**PAGE EXTRACT:**
━━━━━━━━━━━━━━━━
We might like to think that all of our favorite toys were created with a lot of thought, care, and ingenuity, but often times they were complete accidents.
Several of the classic toys we were obsessed with when we were growing up weren't originally created with the intention of becoming a kid's toy, but once they made the switch, they became more successful than they could have ever imagined.
Here are the most iconic toys that you absolutely played with that had very different origins than what you'd expect:
It's bouncy, stretchy, and all around fun, but where did it come from? Well, Silly Putty was created way back during World War II because there was a shortage of rubber. Researchers were trying to find an alternative, so they mixed silicone oil and boric acid and ended up with this bizarre substance.
It was non-toxic, bouncy, it could even pull ink off of newspapers, and it didn't mold. The one thing it couldn't do was replace rubber.
It wasn't until 1949 that toy store owner Ruth Falgatter discovered the substance and started marketing it as a toy. It didn't sell very well, at least not until she contacted a marketing consultant named Peter Hodgson who put it in plastic eggs and gave it the name Silly Putty.
Slinkys were invented after a Naval mechanical engineer named Richard James knocked over a prototype spring onto the floor. Apparently he saw it "walk" several times, stepping onto a stack of books and then onto the table and then onto the floor, before landing in a little pile like we all know that Slinkys do.
His wife Betty later revealed what he said after seeing that. "He came home and said, 'I think if I got the right property of steel and the right tension; I could make it walk.'"
After trying different types of steel and tension, he finally found the perfect formula. He eventually came up with a faster way of processing them and was able to sell millions of them.
━━━━━━━━━━━━━━━━
**Dataset items:**
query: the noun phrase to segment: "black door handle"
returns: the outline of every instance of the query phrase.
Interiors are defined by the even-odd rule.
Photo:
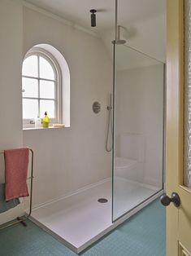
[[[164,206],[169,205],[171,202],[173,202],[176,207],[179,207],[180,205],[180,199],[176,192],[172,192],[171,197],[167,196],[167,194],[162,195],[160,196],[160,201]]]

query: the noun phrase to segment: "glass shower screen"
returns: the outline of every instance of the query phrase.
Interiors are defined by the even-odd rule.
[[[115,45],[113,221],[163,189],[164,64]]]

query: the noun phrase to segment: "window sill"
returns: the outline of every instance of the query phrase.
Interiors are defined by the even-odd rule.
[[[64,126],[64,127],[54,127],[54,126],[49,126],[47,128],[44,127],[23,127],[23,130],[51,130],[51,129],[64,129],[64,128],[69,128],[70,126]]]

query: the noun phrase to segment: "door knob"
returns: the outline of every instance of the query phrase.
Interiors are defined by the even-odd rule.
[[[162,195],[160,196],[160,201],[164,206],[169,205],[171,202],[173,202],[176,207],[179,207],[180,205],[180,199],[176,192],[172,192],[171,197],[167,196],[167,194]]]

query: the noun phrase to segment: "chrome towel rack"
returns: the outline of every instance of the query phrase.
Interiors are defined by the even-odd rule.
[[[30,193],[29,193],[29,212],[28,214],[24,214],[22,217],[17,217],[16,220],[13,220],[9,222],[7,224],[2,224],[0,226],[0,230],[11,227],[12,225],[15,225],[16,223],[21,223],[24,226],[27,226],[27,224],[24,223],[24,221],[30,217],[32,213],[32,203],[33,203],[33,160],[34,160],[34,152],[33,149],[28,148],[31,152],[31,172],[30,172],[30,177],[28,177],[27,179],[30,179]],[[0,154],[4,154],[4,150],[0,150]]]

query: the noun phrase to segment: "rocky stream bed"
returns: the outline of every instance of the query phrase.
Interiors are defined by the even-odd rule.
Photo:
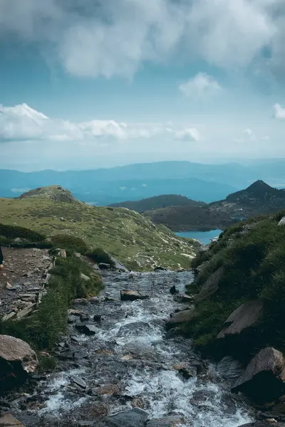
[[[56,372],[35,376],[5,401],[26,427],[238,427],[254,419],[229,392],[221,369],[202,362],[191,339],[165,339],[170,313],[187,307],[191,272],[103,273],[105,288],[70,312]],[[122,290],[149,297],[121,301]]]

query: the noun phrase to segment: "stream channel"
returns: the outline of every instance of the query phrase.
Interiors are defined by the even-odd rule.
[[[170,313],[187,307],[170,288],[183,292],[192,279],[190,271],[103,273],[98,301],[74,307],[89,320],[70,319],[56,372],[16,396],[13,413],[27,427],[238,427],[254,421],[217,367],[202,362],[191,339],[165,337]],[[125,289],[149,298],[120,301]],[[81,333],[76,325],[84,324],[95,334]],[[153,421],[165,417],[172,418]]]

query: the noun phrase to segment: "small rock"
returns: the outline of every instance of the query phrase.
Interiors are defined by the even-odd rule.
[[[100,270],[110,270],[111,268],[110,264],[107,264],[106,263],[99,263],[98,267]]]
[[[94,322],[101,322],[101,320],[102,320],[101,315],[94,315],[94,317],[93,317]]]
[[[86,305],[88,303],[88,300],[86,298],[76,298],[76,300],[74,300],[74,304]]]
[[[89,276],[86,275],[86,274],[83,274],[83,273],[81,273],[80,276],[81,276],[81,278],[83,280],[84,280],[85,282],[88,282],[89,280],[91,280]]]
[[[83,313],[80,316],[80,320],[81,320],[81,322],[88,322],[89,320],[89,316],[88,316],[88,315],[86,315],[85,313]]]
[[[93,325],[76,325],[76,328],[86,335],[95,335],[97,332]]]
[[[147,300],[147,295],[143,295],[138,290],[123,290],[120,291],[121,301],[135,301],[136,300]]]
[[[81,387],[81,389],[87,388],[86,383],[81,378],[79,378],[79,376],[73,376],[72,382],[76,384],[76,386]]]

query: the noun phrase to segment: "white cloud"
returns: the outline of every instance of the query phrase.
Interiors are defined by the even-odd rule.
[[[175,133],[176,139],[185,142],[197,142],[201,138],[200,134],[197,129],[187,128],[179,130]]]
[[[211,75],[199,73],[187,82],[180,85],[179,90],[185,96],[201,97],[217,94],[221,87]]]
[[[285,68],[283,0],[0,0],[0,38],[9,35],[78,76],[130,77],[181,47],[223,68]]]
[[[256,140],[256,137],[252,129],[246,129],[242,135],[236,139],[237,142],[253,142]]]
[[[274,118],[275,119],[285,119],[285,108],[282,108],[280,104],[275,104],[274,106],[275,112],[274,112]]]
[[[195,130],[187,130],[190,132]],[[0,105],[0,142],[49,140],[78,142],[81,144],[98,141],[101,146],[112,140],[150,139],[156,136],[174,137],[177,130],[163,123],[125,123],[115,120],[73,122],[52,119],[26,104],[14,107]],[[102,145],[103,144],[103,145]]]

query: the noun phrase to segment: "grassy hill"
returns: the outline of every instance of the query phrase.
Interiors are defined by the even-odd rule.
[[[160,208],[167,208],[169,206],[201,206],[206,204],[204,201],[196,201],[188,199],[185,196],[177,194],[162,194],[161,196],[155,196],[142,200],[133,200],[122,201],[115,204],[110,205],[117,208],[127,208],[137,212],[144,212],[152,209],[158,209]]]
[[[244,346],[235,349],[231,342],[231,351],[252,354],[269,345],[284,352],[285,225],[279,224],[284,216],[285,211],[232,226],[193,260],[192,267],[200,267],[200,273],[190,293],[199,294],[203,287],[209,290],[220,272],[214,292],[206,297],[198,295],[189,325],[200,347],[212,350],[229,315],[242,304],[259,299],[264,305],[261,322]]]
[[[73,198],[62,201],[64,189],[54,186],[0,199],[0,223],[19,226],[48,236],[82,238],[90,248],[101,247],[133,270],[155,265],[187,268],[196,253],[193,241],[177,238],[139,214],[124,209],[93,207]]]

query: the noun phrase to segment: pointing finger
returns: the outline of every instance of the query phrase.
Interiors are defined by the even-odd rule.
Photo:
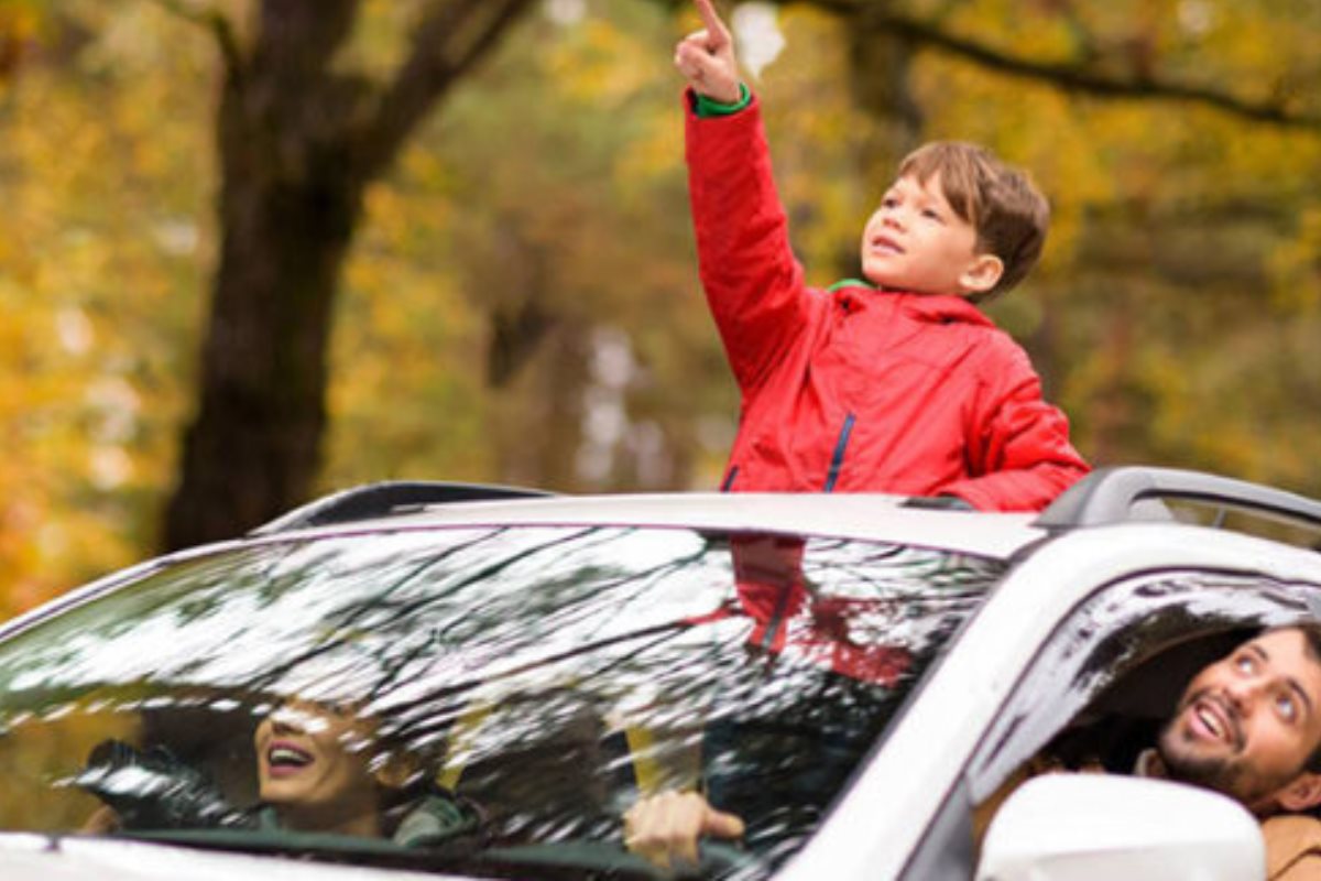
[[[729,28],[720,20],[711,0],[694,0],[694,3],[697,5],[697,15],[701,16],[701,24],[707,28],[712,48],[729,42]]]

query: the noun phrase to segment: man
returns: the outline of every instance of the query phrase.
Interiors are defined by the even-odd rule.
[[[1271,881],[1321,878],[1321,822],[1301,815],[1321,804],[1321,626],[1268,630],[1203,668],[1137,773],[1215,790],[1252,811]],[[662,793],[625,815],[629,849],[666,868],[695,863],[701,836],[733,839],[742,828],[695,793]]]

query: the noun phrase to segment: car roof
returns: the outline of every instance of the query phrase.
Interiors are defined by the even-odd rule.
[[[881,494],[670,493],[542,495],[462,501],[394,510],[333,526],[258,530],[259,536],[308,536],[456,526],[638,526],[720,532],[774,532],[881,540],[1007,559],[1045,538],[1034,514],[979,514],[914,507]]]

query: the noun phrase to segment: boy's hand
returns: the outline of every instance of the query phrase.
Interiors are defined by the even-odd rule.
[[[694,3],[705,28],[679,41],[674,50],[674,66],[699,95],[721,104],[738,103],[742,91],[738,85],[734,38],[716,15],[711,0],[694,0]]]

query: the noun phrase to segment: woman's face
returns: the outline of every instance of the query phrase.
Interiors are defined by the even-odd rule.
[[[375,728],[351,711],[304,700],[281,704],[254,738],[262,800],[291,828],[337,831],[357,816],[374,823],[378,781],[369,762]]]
━━━━━━━━━━━━━━━━
**USING THE INFORMATION:**
1) Copy out the stretch of the toy origins article from "We might like" through "were complete accidents.".
2) In the toy origins article, what two substances did researchers mix to produce Silly Putty?

**ANSWERS PROVIDED:**
1)
We might like to think that all of our favorite toys were created with a lot of thought, care, and ingenuity, but often times they were complete accidents.

2) Silicone oil and boric acid.